## EXERCISE TEXT

━━━━━━━━━━━━━━━━━━━━

Suresh Kumar V.K.1, Vijayan D.2, Kunhu S.3, Varghese B.4

Ultrasonographic analysis of the anatomical relationship between femoral vessels in the upper part of thigh in critically ill patients– a cross sectional study

 

Suresh Kumar V.K.1, Vijayan D.2, Kunhu S.3, Varghese B.4

 

1Dr. Suresh Kumar V.K., Senior Consultant, 2Dr. Deepak Vijayan, Senior Consultant, 3Dr. Shamim Kunhu, Associate Consultant; above all authors are affiliated with Department  of Critical Care Medicine, Kerala Institute of Medical Sciences, Trivandrum, Kerala, 4Dr. Boban Varghese, Consultant ICU Physician, Valluvanadu Hospital, Ottappalam, Kerala, India

 

Corresponding Author: Dr. Suresh Kumar, Senior Consultant, Department of Critical Care Medicine, Kerala Institute of Medical Sciences, Trivandrum, Kerala. E-mail:vk_sureshkumar@yahoo.co.in


Abstract

Objective: Femoral vessels are one of the frequently used sites of cannulation in intensive care units. In resource limited settings cannulations are done blindly without ultrasonographic guidance based on a traditional belief that in the upper thigh vein keeps a medial relationship to artery. In this trial we tried to analyse the anatomical relationship of femoral vein to femoral artery using ultrasound in critically ill patients. Methods: This cross sectional study analysed the anatomical relationship of femoral vein to femoral artery at 2cm, 4 cm and 6 cm from the mid inguinal point in both thighs of the patients using ultrasonography. The study was done among patients admitted in a multidisciplinary intensive care unit. Results: Three hundred limbs of one hundred and fifty patients were analysed by ultrasonography. A total of 900 measurements were taken at three different levels of both legs. At 2 cm below the mid inguinal point, in 256 limbs (85.3%) femoral vein was medial to femoral artery (95% Confidence Interval82.82% to 89.14%), at 4 cm below the mid inguinal point, in 210 limbs (70%) femoral vein was postero medial to femoral artery (95% CI64.47% to 75.13%),and at6 cm below the mid inguinal point in 200 limbs(66.7%)femoral vein was posterior to femoral artery(95% CI 61.02% to 71.98%). Conclusion: Femoral vein showed variable relationship to femoral artery in the upper part of the thigh. As the distance increased from mid inguinal point, variation from normal relationship was also found to be increasing.

Key words: Ultrasound, Anatomical relationship, Femoral vessels, Upper thigh


Manuscript received: 26th November 2018 Reviewed: 6th December 2018 

Author Corrected: 11th December 2018 Accepted for Publication: 18th December 2018

Introduction

Femoral vessels are one of the frequently used sites of cannulation for various purposes in critical care settings [1]. Femoral vessels are contained in the femoral triangle in the upper part of the thigh. According to literature, femoral triangle (trigonum femorale; Scarpa’s triangle) corresponds to the wedge shaped depression seen immediately below the fold of the groin [2]. The first 4 cm. of the vessel is enclosed, together with the femoral vein, in a fibrous sheath, the femoral sheath. Femoral vein keeps a medial position to femoral artery until at the apex of the femoral triangle where it becomes posteromedial to artery [2].

━━━━━━━━━━━━━━━━━━━━

## EXTRACTED DATA
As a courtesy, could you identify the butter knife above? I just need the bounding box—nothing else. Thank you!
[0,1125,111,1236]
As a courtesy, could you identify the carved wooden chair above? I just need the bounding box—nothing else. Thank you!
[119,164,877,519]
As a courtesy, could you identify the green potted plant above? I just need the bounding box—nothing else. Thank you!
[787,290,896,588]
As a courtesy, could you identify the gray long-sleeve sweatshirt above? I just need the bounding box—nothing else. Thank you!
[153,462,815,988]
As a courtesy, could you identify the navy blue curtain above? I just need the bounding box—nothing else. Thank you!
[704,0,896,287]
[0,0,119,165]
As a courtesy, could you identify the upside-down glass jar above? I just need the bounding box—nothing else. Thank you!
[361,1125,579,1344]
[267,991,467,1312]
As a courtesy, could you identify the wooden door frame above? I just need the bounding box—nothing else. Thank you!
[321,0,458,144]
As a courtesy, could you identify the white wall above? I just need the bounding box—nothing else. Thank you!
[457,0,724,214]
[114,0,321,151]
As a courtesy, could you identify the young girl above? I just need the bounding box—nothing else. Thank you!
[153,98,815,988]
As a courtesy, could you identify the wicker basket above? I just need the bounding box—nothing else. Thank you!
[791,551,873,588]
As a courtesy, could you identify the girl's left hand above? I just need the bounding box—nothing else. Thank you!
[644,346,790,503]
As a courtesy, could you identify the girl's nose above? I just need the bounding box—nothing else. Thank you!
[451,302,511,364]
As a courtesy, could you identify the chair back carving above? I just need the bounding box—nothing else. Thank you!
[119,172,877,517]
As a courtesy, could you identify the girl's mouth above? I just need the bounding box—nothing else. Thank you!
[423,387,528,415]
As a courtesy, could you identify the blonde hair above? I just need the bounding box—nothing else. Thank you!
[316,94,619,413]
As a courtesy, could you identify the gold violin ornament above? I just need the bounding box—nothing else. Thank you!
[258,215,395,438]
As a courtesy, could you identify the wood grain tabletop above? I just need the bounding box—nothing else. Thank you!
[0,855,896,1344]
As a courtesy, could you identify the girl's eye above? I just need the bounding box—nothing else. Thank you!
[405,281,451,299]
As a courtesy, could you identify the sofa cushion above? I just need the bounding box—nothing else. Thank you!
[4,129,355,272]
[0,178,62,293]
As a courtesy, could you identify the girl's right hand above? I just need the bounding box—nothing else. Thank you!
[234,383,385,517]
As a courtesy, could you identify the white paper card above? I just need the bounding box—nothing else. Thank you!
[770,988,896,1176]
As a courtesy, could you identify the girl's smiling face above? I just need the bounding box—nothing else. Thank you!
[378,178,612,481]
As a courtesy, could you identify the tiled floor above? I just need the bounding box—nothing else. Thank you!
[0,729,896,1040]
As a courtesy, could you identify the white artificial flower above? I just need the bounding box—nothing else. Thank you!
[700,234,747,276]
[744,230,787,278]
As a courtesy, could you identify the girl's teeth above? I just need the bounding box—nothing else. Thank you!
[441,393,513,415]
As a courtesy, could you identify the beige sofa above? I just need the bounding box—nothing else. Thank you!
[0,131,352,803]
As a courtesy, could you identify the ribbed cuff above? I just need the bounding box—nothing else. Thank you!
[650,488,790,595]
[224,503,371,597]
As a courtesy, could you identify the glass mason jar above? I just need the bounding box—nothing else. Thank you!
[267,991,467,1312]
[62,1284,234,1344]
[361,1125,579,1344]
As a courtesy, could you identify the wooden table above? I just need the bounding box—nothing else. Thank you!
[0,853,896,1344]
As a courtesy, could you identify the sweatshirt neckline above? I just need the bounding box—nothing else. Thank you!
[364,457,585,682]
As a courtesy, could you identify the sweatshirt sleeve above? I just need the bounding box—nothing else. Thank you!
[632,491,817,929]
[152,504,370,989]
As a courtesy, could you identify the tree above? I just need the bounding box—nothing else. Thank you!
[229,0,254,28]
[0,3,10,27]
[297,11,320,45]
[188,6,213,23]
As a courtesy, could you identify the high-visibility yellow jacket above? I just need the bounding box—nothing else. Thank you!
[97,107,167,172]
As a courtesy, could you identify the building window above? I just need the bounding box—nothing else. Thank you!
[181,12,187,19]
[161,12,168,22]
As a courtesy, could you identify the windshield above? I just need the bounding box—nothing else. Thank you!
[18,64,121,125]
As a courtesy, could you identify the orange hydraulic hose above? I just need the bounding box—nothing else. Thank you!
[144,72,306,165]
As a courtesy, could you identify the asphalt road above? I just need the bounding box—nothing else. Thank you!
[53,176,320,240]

━━━━━━━━━━━━━━━━━━━━

Reproduce the femoral vessel study text word for word, starting with "Key words: Ultrasound, Anatomical" and going on through "to artery [2].".

Key words: Ultrasound, Anatomical relationship, Femoral vessels, Upper thigh


Manuscript received: 26th November 2018 Reviewed: 6th December 2018 

Author Corrected: 11th December 2018 Accepted for Publication: 18th December 2018

Introduction

Femoral vessels are one of the frequently used sites of cannulation for various purposes in critical care settings [1]. Femoral vessels are contained in the femoral triangle in the upper part of the thigh. According to literature, femoral triangle (trigonum femorale; Scarpa’s triangle) corresponds to the wedge shaped depression seen immediately below the fold of the groin [2]. The first 4 cm. of the vessel is enclosed, together with the femoral vein, in a fibrous sheath, the femoral sheath. Femoral vein keeps a medial position to femoral artery until at the apex of the femoral triangle where it becomes posteromedial to artery [2].